◆ WHAT TO DO ◆
Reproduce every line that appears below, precisely and completely.

◆ SUPPLIED DATA ◆
= = =

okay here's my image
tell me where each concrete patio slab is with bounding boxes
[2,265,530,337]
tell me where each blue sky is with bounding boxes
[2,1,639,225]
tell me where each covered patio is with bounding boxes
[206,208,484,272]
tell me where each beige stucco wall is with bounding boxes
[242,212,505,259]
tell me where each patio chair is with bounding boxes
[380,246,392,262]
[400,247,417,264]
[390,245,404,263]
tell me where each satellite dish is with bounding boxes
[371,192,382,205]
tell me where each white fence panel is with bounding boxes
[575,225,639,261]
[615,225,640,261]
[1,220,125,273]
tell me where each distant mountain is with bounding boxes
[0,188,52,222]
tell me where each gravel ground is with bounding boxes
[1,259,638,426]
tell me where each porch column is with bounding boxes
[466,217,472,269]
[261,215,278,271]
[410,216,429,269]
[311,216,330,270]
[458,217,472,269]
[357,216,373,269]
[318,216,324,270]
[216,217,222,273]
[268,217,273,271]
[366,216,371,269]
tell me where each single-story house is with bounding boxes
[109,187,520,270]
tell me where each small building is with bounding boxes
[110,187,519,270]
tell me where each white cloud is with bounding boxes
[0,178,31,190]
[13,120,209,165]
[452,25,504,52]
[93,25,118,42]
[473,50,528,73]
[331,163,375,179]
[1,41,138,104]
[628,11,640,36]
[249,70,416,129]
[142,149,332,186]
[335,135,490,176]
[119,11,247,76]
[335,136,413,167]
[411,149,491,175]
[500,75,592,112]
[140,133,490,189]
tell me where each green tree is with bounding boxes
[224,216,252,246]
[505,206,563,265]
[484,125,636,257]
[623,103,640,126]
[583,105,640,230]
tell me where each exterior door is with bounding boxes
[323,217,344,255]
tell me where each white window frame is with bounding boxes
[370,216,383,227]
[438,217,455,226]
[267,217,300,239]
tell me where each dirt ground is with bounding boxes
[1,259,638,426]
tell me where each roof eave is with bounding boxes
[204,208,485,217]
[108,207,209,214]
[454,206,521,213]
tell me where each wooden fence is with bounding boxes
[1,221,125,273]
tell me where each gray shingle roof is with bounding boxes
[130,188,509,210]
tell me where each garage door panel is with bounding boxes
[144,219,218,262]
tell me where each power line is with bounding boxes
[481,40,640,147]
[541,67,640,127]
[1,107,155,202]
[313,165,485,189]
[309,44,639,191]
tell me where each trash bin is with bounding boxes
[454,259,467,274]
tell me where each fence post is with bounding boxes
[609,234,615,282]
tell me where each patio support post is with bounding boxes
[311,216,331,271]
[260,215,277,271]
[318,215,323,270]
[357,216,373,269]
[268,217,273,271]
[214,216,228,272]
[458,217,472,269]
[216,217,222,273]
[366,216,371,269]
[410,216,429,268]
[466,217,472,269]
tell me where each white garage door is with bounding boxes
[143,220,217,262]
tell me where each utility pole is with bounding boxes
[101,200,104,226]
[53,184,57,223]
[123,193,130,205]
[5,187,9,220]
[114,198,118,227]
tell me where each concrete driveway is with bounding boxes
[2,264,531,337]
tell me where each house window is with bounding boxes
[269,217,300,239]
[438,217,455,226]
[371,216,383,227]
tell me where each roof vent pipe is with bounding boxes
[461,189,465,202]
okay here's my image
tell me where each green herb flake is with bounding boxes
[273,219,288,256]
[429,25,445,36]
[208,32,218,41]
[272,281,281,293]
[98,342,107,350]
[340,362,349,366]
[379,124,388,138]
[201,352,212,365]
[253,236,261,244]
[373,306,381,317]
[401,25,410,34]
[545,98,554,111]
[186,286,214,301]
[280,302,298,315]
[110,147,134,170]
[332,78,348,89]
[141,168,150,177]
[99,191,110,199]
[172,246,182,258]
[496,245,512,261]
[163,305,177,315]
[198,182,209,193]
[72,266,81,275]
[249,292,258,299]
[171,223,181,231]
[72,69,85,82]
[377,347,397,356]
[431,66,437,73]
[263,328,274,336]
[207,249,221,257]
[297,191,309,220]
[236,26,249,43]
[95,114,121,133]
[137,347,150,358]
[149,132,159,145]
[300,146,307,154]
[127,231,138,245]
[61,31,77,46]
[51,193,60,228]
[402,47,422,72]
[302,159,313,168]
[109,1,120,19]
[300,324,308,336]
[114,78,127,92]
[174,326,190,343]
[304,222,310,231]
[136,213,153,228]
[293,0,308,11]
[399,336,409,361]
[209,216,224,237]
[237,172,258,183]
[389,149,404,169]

= = =

◆ OUTPUT BELOW ◆
okay here's my image
tell me where each concrete patio slab is with bounding boxes
[2,265,530,337]
tell me where each blue sky is with bounding boxes
[2,1,639,225]
tell me where each covered patio is with bounding boxes
[206,208,484,272]
tell me where each beige stucco wall is with bounding boxes
[242,212,505,259]
tell me where each patio chair is with bounding boxes
[380,246,392,262]
[400,247,417,264]
[390,245,404,263]
tell me where each satellite dish is with bounding boxes
[371,192,382,205]
tell me where each white fence panel is with bounding boxes
[575,225,639,261]
[615,225,640,261]
[1,220,125,273]
tell me where each distant mountain is with bounding boxes
[0,188,52,222]
tell me where each gravel ground is with bounding boxes
[1,259,638,426]
tell me where each porch column is with bounding boxes
[466,217,472,269]
[261,215,278,271]
[410,216,429,269]
[311,216,330,270]
[458,217,472,269]
[357,216,373,269]
[318,216,324,270]
[216,217,222,273]
[268,217,273,271]
[366,216,371,269]
tell me where each single-story house is with bounding boxes
[109,187,520,270]
tell me where each small building is with bounding boxes
[110,187,519,270]
tell me where each white cloud is with bounding boxes
[0,178,31,190]
[13,120,209,165]
[452,25,504,52]
[93,25,118,42]
[473,50,528,73]
[331,163,375,179]
[1,41,138,104]
[628,11,640,36]
[249,70,416,129]
[142,149,332,186]
[335,135,490,176]
[119,11,247,76]
[335,136,413,167]
[411,149,491,175]
[500,75,592,112]
[140,133,490,189]
tell me where each green tree is with bounding boxes
[224,216,252,246]
[505,206,563,265]
[484,125,636,257]
[623,103,640,126]
[583,105,640,230]
tell me where each exterior door is with bounding boxes
[323,217,344,255]
tell me where each white window frame is with bounding boxes
[370,216,383,227]
[438,217,455,226]
[267,217,300,239]
tell me where each dirt ground is with bounding boxes
[1,259,638,426]
tell me where each roof eave is with bounding boxes
[204,208,485,217]
[108,207,209,214]
[454,206,521,213]
tell me where each wooden fence is with bounding boxes
[1,221,125,273]
tell me where each gray shingle roof is with bounding boxes
[130,188,509,210]
tell me where each garage door panel is with bounding boxes
[144,219,218,262]
tell me where each power line is with bounding boxes
[481,40,640,147]
[541,67,640,127]
[1,107,155,202]
[313,165,485,189]
[309,44,639,191]
tell me where each trash bin is with bounding boxes
[454,259,467,274]
tell me where each fence post is with bounding boxes
[609,234,615,282]
tell me where each patio support post is with bounding boxes
[311,216,331,271]
[260,215,277,271]
[318,215,323,270]
[357,216,373,269]
[268,217,273,271]
[214,216,228,272]
[458,217,472,269]
[216,217,222,273]
[366,216,371,269]
[410,216,429,268]
[466,217,472,269]
tell me where each white garage door is with bounding boxes
[143,220,217,262]
tell me where each utility pole is with bounding boxes
[101,200,104,226]
[53,184,57,223]
[123,193,130,205]
[5,187,9,220]
[114,198,118,227]
tell me where each concrete driveway is with bounding boxes
[2,264,531,337]
tell me where each house window is with bounding boxes
[269,217,300,239]
[438,217,455,226]
[371,216,383,227]
tell me where each roof vent pipe is with bounding boxes
[461,189,465,202]
okay here's my image
tell me where each green herb flake is with bounding boxes
[273,219,288,256]
[429,25,445,36]
[208,32,218,41]
[272,281,281,293]
[98,342,107,350]
[340,362,349,366]
[379,124,388,138]
[201,352,212,365]
[253,236,261,244]
[373,306,381,317]
[401,25,410,34]
[545,98,554,111]
[186,286,214,301]
[280,302,298,315]
[110,147,134,170]
[332,78,348,89]
[141,168,150,177]
[99,191,110,199]
[172,246,182,258]
[496,245,512,261]
[163,305,177,315]
[198,182,209,193]
[72,266,81,275]
[249,292,258,299]
[171,223,181,231]
[72,69,85,82]
[377,347,397,356]
[431,66,437,73]
[263,328,274,336]
[207,249,221,257]
[297,191,309,220]
[236,26,249,43]
[95,114,121,133]
[137,347,150,358]
[149,132,159,145]
[300,146,307,154]
[127,231,138,245]
[61,31,77,46]
[51,193,60,228]
[402,47,422,72]
[302,159,313,168]
[109,1,120,19]
[300,324,308,336]
[114,78,127,92]
[174,326,190,343]
[304,222,310,231]
[136,213,153,228]
[293,0,308,11]
[399,336,409,361]
[209,216,224,237]
[237,172,258,183]
[389,149,404,169]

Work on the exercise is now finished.